Reproduce the records verbatim, starting at the first line of the records and ending at the line that contains "[439,759,504,820]", with both of those lines included.

Coordinate annotation records:
================

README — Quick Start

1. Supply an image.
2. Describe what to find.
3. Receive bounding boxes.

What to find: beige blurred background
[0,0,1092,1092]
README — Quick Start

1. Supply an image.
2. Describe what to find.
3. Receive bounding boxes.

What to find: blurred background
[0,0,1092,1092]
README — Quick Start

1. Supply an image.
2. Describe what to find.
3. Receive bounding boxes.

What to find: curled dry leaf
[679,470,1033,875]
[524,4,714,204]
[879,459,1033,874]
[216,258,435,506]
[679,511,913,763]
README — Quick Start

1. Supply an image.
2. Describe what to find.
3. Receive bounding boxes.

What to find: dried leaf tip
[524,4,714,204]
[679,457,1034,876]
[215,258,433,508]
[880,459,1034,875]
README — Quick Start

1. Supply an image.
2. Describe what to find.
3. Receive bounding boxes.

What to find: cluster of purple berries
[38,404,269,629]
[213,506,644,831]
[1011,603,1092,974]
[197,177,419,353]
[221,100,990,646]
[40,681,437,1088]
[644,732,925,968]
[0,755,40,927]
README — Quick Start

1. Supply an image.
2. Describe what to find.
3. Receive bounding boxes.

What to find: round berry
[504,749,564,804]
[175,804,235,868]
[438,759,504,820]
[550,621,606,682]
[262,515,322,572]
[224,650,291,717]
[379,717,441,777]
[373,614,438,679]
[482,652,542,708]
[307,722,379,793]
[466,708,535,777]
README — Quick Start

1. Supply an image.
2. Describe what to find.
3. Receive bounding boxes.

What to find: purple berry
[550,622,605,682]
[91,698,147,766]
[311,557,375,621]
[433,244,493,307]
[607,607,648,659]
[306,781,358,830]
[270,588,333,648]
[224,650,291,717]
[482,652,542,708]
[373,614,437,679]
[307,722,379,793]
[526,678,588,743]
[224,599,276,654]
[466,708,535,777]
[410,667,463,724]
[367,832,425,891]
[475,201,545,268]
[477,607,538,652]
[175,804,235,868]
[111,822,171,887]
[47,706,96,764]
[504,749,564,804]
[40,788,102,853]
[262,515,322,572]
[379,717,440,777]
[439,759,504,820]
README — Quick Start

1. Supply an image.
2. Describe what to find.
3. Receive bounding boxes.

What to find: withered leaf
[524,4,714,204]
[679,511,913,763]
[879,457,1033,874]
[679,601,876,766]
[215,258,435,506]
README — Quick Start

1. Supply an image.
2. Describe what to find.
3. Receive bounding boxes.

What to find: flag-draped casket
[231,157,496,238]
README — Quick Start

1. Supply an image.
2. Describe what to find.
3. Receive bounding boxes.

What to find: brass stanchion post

================

◆ **Worked solution**
README — Quick Start

1. Supply an image.
2. Describe what to find.
3. Receive bounding boxes.

What to find: beige blurred background
[0,0,1092,1092]
README — Quick Start

1. Supply an image.
2. Describe what to find.
3. Receive bounding boxes.

What to find: blurred background
[0,0,1092,1092]
README — Quick Start

1. Supply an image.
2. Describe what to find.
3. Receive bounding boxes.

What to find: curled dry leaf
[679,470,1033,875]
[524,4,714,204]
[879,459,1033,874]
[216,258,435,506]
[679,511,913,763]
README — Quick Start

1. Supply an image.
2. Describe what to find.
3. Receive bounding boxes.

What to find: dried leaf tip
[524,4,714,204]
[679,457,1034,876]
[215,258,433,508]
[880,459,1034,875]
README — Quick Start

1. Supply an image.
2. Describe what to find.
3. Receive bounding boxes.

What to find: cluster of purple berries
[38,404,269,629]
[213,506,644,831]
[1011,603,1092,974]
[197,177,419,353]
[221,100,990,646]
[40,681,437,1088]
[644,732,925,968]
[0,755,40,927]
README — Quick Start

1. Supply an image.
2. Describe what to find.
3. Receive bounding boxes.

What to find: round berry
[504,749,564,804]
[175,804,235,868]
[438,759,504,820]
[550,621,606,682]
[262,515,322,572]
[224,650,291,717]
[379,717,441,777]
[373,614,438,679]
[482,652,542,708]
[307,722,379,793]
[466,708,535,777]
README — Quick Start

1. Supply an image.
2. Describe what to find.
3. Receive bounding boxes.

What to find: purple berry
[550,622,605,682]
[91,698,147,766]
[311,557,375,621]
[433,244,493,307]
[607,607,648,659]
[306,781,358,830]
[270,588,333,648]
[224,650,291,717]
[482,652,542,708]
[373,614,437,679]
[307,722,379,793]
[526,678,588,743]
[224,599,276,654]
[466,708,535,777]
[410,667,463,724]
[367,832,425,891]
[475,201,545,268]
[477,607,538,652]
[175,804,235,868]
[111,822,171,887]
[47,706,96,764]
[504,749,564,804]
[40,788,102,853]
[262,515,322,572]
[379,717,440,777]
[439,759,504,820]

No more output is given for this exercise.